What this task involves
Restate word for word the lines from the one containing "Task: Where can the white baseboard" through the end of the listing below, with both ends included.

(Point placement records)
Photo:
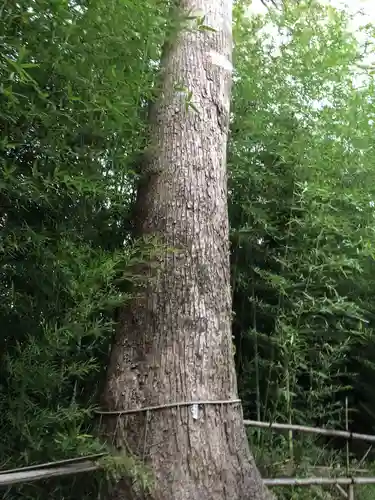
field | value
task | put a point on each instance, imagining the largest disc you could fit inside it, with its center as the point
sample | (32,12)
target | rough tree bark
(174,341)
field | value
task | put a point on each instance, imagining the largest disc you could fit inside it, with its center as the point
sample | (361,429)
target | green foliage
(301,211)
(76,78)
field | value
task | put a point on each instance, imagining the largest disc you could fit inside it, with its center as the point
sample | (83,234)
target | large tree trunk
(174,342)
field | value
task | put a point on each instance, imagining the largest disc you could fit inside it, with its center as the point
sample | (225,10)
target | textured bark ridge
(174,342)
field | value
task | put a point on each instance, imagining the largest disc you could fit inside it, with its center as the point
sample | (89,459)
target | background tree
(173,343)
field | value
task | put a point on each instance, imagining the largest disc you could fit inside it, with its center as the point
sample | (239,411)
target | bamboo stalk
(7,479)
(313,430)
(322,481)
(341,490)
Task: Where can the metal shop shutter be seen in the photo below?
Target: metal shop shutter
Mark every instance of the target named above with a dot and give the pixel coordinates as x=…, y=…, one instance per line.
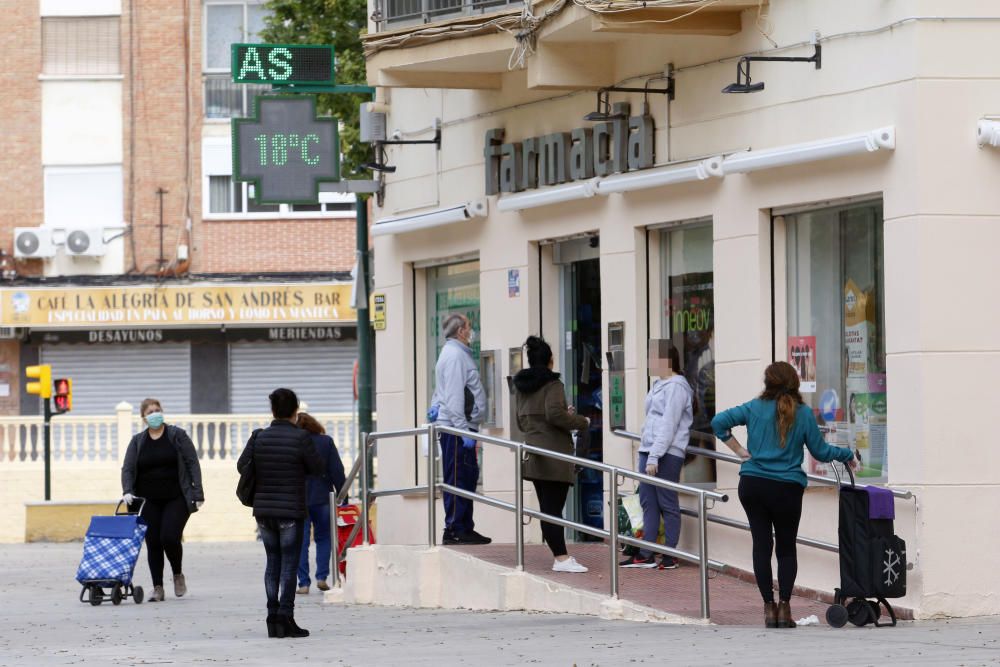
x=321, y=374
x=105, y=375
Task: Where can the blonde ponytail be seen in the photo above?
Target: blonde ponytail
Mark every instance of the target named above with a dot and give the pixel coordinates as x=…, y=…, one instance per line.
x=786, y=417
x=781, y=385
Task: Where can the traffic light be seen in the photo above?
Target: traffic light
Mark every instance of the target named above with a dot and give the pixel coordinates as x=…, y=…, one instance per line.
x=43, y=375
x=64, y=394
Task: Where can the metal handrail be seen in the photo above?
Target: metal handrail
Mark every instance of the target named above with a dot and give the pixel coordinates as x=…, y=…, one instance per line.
x=742, y=525
x=520, y=449
x=732, y=458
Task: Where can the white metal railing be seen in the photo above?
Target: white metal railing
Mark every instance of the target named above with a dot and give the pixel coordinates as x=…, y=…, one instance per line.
x=369, y=441
x=392, y=14
x=743, y=525
x=104, y=437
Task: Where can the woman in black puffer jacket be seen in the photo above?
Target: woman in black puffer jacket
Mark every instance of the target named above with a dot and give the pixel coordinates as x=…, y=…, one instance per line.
x=161, y=466
x=545, y=421
x=282, y=456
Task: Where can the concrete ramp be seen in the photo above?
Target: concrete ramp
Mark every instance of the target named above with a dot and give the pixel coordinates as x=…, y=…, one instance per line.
x=444, y=578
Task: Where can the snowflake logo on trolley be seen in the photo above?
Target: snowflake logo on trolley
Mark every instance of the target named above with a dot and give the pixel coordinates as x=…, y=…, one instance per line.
x=890, y=567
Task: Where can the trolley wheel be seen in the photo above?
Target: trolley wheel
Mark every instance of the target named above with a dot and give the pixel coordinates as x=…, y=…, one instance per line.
x=836, y=615
x=862, y=612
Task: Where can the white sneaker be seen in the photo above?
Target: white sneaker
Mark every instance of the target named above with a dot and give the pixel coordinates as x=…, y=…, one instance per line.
x=568, y=565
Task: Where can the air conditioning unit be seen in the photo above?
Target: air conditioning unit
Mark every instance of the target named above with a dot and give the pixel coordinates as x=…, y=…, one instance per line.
x=33, y=242
x=85, y=242
x=11, y=333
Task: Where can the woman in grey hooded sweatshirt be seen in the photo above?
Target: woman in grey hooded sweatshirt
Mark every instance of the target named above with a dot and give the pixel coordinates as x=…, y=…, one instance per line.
x=665, y=435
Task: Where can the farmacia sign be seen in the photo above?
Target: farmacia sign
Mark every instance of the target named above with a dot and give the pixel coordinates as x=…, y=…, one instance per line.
x=618, y=145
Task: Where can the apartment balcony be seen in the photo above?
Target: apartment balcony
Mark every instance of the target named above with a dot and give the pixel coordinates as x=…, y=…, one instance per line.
x=471, y=45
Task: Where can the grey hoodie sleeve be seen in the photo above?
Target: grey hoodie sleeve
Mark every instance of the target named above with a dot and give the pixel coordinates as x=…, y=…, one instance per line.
x=475, y=385
x=668, y=407
x=451, y=379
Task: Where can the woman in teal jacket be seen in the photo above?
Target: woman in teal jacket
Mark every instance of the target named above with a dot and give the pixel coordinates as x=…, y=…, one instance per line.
x=771, y=478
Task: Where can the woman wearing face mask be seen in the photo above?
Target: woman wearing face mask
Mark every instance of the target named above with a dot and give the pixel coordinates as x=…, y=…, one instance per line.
x=161, y=465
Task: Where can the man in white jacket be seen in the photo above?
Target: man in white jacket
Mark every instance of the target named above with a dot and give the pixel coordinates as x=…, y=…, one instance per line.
x=459, y=401
x=665, y=435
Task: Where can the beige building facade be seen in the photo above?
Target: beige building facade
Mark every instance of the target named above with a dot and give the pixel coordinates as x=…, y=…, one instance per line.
x=844, y=218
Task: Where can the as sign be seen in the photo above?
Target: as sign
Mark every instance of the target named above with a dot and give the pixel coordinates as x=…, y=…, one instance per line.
x=283, y=64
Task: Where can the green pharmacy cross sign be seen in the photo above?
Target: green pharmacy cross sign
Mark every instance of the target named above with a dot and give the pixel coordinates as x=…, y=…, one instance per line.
x=283, y=64
x=285, y=150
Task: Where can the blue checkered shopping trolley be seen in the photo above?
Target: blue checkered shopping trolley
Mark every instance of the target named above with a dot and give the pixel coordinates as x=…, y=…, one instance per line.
x=110, y=551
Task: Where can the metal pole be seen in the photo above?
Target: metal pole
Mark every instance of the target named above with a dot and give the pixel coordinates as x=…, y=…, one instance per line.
x=703, y=554
x=614, y=533
x=334, y=541
x=431, y=485
x=364, y=488
x=47, y=432
x=364, y=327
x=519, y=509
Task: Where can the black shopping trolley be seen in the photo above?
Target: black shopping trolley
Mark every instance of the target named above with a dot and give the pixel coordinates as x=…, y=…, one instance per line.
x=872, y=562
x=110, y=551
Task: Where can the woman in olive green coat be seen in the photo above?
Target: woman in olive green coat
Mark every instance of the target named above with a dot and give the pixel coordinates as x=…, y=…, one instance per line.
x=545, y=421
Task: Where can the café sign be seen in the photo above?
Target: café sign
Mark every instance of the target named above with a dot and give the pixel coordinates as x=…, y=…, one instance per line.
x=618, y=145
x=176, y=305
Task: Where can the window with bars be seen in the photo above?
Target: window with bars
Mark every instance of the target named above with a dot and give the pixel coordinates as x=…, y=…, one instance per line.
x=228, y=23
x=226, y=196
x=80, y=45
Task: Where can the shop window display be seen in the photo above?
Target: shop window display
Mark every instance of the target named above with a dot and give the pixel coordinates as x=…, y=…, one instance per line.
x=688, y=320
x=836, y=327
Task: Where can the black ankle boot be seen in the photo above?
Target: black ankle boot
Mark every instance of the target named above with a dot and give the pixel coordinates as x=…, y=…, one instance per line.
x=275, y=628
x=292, y=629
x=785, y=615
x=770, y=615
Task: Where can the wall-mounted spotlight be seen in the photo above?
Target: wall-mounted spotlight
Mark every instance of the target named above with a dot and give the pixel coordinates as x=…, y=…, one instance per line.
x=744, y=84
x=603, y=111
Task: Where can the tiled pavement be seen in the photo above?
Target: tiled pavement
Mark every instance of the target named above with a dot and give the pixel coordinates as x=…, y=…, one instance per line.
x=731, y=600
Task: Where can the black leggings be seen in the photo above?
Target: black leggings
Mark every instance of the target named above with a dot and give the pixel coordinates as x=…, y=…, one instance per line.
x=166, y=520
x=551, y=499
x=771, y=504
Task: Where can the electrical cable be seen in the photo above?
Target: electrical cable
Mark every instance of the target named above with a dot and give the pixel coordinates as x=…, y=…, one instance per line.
x=723, y=60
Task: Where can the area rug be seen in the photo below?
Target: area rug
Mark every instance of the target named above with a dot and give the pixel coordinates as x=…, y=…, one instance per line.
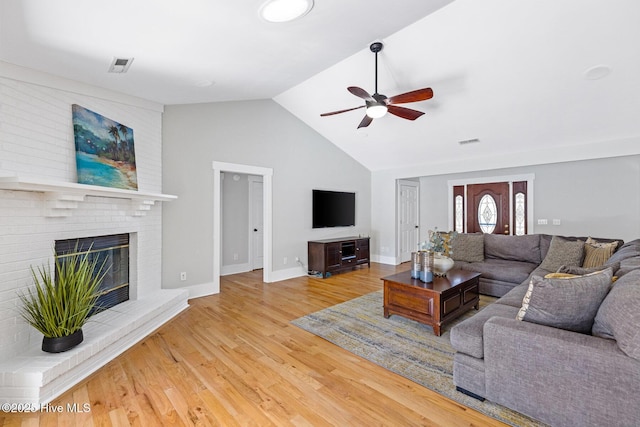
x=403, y=346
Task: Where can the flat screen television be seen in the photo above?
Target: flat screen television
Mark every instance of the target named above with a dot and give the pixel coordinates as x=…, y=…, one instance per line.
x=333, y=209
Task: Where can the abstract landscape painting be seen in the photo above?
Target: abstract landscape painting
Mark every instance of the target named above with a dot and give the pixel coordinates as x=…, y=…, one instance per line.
x=104, y=150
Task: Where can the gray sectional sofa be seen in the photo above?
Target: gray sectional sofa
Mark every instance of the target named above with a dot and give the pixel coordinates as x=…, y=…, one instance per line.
x=580, y=370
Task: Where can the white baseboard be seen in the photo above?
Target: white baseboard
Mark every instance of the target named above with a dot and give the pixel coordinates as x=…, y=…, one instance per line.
x=385, y=259
x=201, y=290
x=225, y=270
x=288, y=273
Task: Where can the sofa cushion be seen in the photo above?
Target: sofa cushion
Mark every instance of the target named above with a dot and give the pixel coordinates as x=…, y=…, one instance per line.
x=619, y=317
x=565, y=303
x=507, y=271
x=468, y=247
x=515, y=248
x=597, y=253
x=563, y=252
x=466, y=336
x=625, y=252
x=515, y=296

Exercise solution
Task: Where can the white baseboard be seen in the photo above?
Target: white baseboard
Mark every instance of the target named above with a dot and give the pixel coordinates as x=…, y=…, one instance per line.
x=385, y=259
x=201, y=290
x=225, y=270
x=288, y=273
Task: Where can the sofa cushion be seen in the photo above?
Target: sofa cushion
Mark every instance of the target named above with a dot and give the pixel coordinates as x=…, y=…, one instance per line.
x=619, y=317
x=565, y=303
x=507, y=271
x=468, y=247
x=515, y=248
x=597, y=253
x=563, y=252
x=466, y=336
x=625, y=252
x=515, y=296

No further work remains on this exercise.